== Short exercise 1 ==
Repeat the records verbatim, from the line with "identify the metal" to the line with "[[560, 1139], [592, 1143]]", including both of those lines.

== Document passage ==
════════════════════

I learned a couple of things on the way, one of them being how to use IMFD's map in a way that tells me whether the ellipse of my trajectory has resonance with my target's orbit - no spreadsheet required. The "Time limit" in the map's configuration page is very useful.

I can envisage a mechanism by which this can be done - but the time constraint you have imposed may prove to be irksome.

It is quite doable with lots of time and delta-v to spare:

This is a mockup of all the orbits put together. It took four encounters with Callisto, two with Ganymede and then a medium sized maneuver (~200 m/s) to setup an encounter with Europa.

I got lucky in the Callisto to Ganymede transition; Ganymede happened to be in the right place to make it in the first pass. But even if it wasn't, the period of the trajectory was quite low by that time. It would only add a dozen days or so to get it in the next one.

I am busy at the moment working on other things but I will get around to looking at this more closely in the near future.

Looking forward to seeing your attempt on this one.

Keithth G

New member
dgatsoulis, this really is very good - and very clever. Well done.

I'm pretty sure that your techniques are better than mine for solving this problem, but I think that our approaches share a number of common features:

1. one needs to use a quality numerical integrator to assess the numerous n-body perturbations encountered along the way. It isn't really sufficient, or at least very difficult, to rely upon patched conic techniques

2. one needs a mechanism for identifying (and implementing) resonances with the target moon(s). As you have indicated, the numerical integrator is a good tool with which to find them.

3. it is possible to implement manoeuvres in a serial - rather than parallel - fashion. There is no need to solve the whole of trajectory problem is one go: each step of the trajectory plan can be developed in isolation from the next.

════════════════════

== Short exercise 2 ==
Write the next part of the forum discussion about planning trajectories with moon encounters, picking up after its last sentence.

════════════════════

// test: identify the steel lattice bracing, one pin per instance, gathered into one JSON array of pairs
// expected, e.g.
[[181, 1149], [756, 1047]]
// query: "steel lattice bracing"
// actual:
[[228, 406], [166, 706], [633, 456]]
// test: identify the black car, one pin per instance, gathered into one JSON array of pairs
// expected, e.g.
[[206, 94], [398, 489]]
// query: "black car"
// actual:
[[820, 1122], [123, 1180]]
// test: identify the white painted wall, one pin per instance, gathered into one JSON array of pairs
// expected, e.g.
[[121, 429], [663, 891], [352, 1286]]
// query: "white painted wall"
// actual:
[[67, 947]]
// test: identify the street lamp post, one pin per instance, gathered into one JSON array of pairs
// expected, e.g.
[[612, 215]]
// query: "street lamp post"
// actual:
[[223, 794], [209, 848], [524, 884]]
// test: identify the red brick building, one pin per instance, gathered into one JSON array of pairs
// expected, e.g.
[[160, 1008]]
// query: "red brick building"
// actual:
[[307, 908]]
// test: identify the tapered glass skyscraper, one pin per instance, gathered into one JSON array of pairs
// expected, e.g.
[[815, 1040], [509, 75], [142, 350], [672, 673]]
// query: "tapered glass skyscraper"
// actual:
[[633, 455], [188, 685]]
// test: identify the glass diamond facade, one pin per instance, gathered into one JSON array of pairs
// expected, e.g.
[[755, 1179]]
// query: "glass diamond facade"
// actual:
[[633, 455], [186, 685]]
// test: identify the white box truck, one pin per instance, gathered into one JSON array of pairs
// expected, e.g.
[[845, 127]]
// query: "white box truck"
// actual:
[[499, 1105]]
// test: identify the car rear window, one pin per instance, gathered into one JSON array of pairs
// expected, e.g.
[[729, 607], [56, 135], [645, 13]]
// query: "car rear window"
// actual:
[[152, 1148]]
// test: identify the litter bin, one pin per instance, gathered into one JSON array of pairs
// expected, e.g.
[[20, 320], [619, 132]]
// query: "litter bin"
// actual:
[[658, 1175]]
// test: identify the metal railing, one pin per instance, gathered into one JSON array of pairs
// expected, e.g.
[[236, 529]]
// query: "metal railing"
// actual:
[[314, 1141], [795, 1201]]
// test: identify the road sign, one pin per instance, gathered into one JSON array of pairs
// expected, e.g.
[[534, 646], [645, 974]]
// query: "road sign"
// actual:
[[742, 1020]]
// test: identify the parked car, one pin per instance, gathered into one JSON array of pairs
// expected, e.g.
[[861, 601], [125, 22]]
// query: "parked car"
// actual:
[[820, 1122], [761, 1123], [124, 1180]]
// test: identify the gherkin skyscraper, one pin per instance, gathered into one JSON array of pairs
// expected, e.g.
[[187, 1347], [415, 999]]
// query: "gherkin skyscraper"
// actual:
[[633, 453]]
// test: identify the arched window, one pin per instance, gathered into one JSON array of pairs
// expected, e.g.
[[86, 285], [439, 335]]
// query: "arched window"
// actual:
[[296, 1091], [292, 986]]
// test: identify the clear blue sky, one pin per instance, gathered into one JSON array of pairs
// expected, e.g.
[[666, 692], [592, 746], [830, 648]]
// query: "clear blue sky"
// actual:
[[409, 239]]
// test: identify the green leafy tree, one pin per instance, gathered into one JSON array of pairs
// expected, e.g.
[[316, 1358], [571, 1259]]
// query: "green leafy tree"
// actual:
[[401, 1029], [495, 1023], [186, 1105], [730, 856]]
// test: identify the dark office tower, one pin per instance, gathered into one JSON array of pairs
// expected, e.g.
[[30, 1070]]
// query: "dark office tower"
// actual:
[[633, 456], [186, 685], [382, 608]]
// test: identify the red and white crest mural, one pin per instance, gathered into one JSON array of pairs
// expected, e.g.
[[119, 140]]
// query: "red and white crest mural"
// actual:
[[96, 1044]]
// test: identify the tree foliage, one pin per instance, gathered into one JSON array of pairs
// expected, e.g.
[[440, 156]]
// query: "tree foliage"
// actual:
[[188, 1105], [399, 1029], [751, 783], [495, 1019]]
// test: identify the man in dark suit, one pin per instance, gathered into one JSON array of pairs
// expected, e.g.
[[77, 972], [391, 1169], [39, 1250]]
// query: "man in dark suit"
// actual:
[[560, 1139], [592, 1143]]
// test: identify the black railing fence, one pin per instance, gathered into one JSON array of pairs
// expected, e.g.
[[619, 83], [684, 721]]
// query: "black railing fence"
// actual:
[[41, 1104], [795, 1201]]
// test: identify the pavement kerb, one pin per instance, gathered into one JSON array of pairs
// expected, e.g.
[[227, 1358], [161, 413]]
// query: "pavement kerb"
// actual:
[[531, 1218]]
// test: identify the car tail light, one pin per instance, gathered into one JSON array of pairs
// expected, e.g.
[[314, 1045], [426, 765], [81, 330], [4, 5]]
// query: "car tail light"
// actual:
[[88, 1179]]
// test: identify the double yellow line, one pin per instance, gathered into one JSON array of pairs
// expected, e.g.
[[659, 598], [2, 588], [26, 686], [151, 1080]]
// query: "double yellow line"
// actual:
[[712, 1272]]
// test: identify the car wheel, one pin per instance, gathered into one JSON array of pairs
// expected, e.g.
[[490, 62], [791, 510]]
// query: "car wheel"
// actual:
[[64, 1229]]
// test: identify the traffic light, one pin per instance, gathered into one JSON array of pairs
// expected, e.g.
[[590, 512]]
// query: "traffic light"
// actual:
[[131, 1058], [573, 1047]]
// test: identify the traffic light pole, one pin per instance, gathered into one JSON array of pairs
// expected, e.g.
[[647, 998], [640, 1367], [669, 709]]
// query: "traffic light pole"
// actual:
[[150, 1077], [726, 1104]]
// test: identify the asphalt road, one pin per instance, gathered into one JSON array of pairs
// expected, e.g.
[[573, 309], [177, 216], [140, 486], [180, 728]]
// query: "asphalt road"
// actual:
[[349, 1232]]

════════════════════

== Final answer 1 ==
// test: identify the metal railing, one pin per instance, gathered into one JSON array of pairs
// expected, e.g.
[[236, 529]]
// query: "metal railing"
// actual:
[[314, 1141], [795, 1201]]
// test: identify the road sign, one pin per instance, gathered into one JSON array of pairs
// expected, e.g.
[[534, 646], [645, 974]]
// query: "road sign"
// actual:
[[742, 1020]]
// test: identify the parked car, one pin per instance, gathered into one JSON array of pairs
// expected, e.g.
[[861, 601], [125, 22]]
// query: "parked car"
// actual:
[[820, 1122], [761, 1123], [124, 1180]]
// test: identify the gherkin skyscraper, one pin per instance, gathered into one JSON array of pairs
// expected, e.g.
[[187, 1347], [415, 999]]
// query: "gherkin skyscraper"
// actual:
[[633, 453]]
// test: identify the arched window, one pin per instance, gathered into one JSON array of pairs
// expected, e.g.
[[86, 285], [439, 335]]
// query: "arched window"
// actual:
[[296, 1091], [292, 986]]
// test: identify the clear blue sky, one pin per instance, gathered into one JSON array of pairs
// expected, e.g.
[[666, 692], [592, 746], [830, 648]]
// query: "clear blue sky"
// actual:
[[409, 239]]
// test: identify the green leafy tree, one pin per instance, gathered into one JSON array of pairs
// expected, e.g.
[[316, 1358], [571, 1259]]
// query: "green leafy tree"
// actual:
[[401, 1029], [495, 1023], [186, 1105], [730, 856]]
// test: identify the dark office tower, one pin per instance, gathered into one JSON array of pairs
// expected, e.g.
[[30, 1070]]
// query: "dark office tower"
// actual:
[[633, 456], [186, 685], [382, 608]]
// test: identify the red and white crest mural, one pin per instance, gathered into one JSON array of pairs
// expected, e.g.
[[119, 140]]
// query: "red and white crest mural"
// actual:
[[96, 1044]]
// test: identify the tree foliage, one pin per instance, gathered into one JSON array of pairs
// expected, e.g.
[[440, 156]]
// query: "tree foliage"
// actual:
[[188, 1105], [399, 1029], [751, 783], [495, 1019]]
// test: identify the man in dark suit, one pin per instance, gathered into one JSON array of pairs
// expected, e.g.
[[77, 972], [391, 1169], [39, 1250]]
// query: "man in dark suit"
// actual:
[[560, 1139], [592, 1143]]

== Final answer 2 ==
I have in mind that there is a need to capture some of these ideas in a way that permits others to understand the basic principles behind these gravity de-assist sequences - and to show others how to use existing MFDs to perform them.

(There is a tendency to think that Orbiter is in some sense 'a toy'. Although it is used by many for recreational purposes, and one would never want to use it to send a real spacecraft anywhere, its core integration engine and ephemeris is surprisingly accurate and robust. There is no reason to believe that with it one cannot develop and implement some really quite complex, and really quite realistic, trajectory plans.)

Last edited:

Member
Gave this a shot & was able to come up with a solution to complete this challenge. (It's not nearly as good as dgatsoulis's, though)

Both IMFD & TransX(the tools which I use) were very unreliable as already mentioned in this thread.

Took the same 4 slings from callisto & 2 from ganymede without any additional maneuvers.

I'll just post the screenshots of the last 3 stages

Took about 268 days to complete the trip, with an encounter Pe velocity of 3218 m/s at europa, knowing that the orbital speed of a 20 km orbit around europa is about 1389 m/s, I'll have to do a burn of 1829 m/s delta velocity to get into an orbit around europa.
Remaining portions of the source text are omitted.